__Document text__
★ ★ ★ ★ ★ ★ ★
Background: Patients with reflux esophagitis have a high rate of relapse within one year after therapy is discontinued.
Methods: We enrolled 175 adults with endoscopy-confirmed reflux esophagitis in a prospective study comparing five maintenance therapies. All the patients were initially treated with omeprazole (40 mg orally once a day) for four to eight weeks, and healing was confirmed by endoscopy. Participants were then stratified according to their initial grade of esophagitis and randomly assigned to 12 months of treatment with one of the following: cisapride (10 mg three times a day), ranitidine (150 mg three times a day), omeprazole (20 mg per day), ranitidine plus cisapride (10 mg three times a day), or omeprazole plus cisapride. Endoscopy was repeated after 6 and 12 months of treatment; the endoscopists were blinded to the treatment assignments. Remission was defined as the absence of esophageal lesions on scheduled or unscheduled follow-up endoscopy.
★ ★ ★ ★ ★ ★ ★
__Source information__
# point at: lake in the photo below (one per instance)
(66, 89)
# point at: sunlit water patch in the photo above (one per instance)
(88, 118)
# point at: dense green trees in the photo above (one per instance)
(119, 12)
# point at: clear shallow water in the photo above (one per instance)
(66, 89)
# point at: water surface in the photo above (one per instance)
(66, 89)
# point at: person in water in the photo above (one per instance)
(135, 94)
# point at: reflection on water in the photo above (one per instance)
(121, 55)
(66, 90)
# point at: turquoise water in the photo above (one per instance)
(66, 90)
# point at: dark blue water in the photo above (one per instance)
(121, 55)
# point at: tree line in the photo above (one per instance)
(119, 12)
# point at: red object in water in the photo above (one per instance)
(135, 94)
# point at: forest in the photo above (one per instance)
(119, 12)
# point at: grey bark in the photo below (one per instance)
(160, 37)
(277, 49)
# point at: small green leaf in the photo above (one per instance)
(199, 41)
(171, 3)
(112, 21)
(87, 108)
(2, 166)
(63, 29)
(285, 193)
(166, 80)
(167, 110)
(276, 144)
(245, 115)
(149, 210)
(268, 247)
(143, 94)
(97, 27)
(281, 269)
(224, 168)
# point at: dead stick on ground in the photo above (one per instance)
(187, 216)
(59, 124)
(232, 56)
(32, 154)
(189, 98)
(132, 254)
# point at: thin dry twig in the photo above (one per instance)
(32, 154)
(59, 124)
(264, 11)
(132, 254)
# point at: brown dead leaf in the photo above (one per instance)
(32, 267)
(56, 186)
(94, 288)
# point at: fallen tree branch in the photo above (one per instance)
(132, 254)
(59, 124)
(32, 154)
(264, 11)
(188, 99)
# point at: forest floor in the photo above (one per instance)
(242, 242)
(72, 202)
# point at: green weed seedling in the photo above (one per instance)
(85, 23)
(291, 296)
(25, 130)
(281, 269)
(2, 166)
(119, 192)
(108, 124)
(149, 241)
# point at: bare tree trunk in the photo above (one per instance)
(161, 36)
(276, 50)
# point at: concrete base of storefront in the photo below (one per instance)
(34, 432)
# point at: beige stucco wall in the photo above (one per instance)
★ ★ ★ ★ ★ ★ ★
__Action item A__
According to the reflux esophagitis abstract, for how long were all patients first treated with omeprazole before maintenance therapy?
__Action item B__
Reproduce the portion of the reflux esophagitis abstract between "Methods: We enrolled" and "unscheduled follow-up endoscopy.", inclusive.
__Action item C__
Write the next part of the reflux esophagitis abstract, picking up after its final sentence.
The material is separate from the reflux esophagitis abstract.

__Expected answer A__
Four to eight weeks.

__Expected answer B__
Methods: We enrolled 175 adults with endoscopy-confirmed reflux esophagitis in a prospective study comparing five maintenance therapies. All the patients were initially treated with omeprazole (40 mg orally once a day) for four to eight weeks, and healing was confirmed by endoscopy. Participants were then stratified according to their initial grade of esophagitis and randomly assigned to 12 months of treatment with one of the following: cisapride (10 mg three times a day), ranitidine (150 mg three times a day), omeprazole (20 mg per day), ranitidine plus cisapride (10 mg three times a day), or omeprazole plus cisapride. Endoscopy was repeated after 6 and 12 months of treatment; the endoscopists were blinded to the treatment assignments. Remission was defined as the absence of esophageal lesions on scheduled or unscheduled follow-up endoscopy.

__Expected answer C__
Results: In an intention-to-treat analysis, the numbers of patients in continued remission at 12 months were 19 of 35 (54 percent) in the cisapride group, 17 of 35 (49 percent) in the ranitidine group, 28 of 35 (80 percent) in the omeprazole group, 23 of 35 (66 percent) in the ranitidine-plus-cisapride group, and 31 of 35 (89 percent) in the omeprazole-plus-cisapride group. Omeprazole was significantly more effective than cisapride (P = 0.02) or ranitidine (P = 0.003), and combination therapy with omeprazole plus cisapride was significantly more effective than cisapride alone (P = 0.003), ranitidine alone (P < 0.001), or ranitidine plus cisapride (P = 0.03). Ranitidine plus cisapride was significantly better than ranitidine alone (P = 0.05).
Conclusions: For maintenance treatment of reflux esophagitis, omeprazole alone or in combination with cisapride is more effective than ranitidine alone or cisapride alone, and the combination of omeprazole and cisapride is more effective than ranitidine plus cisapride.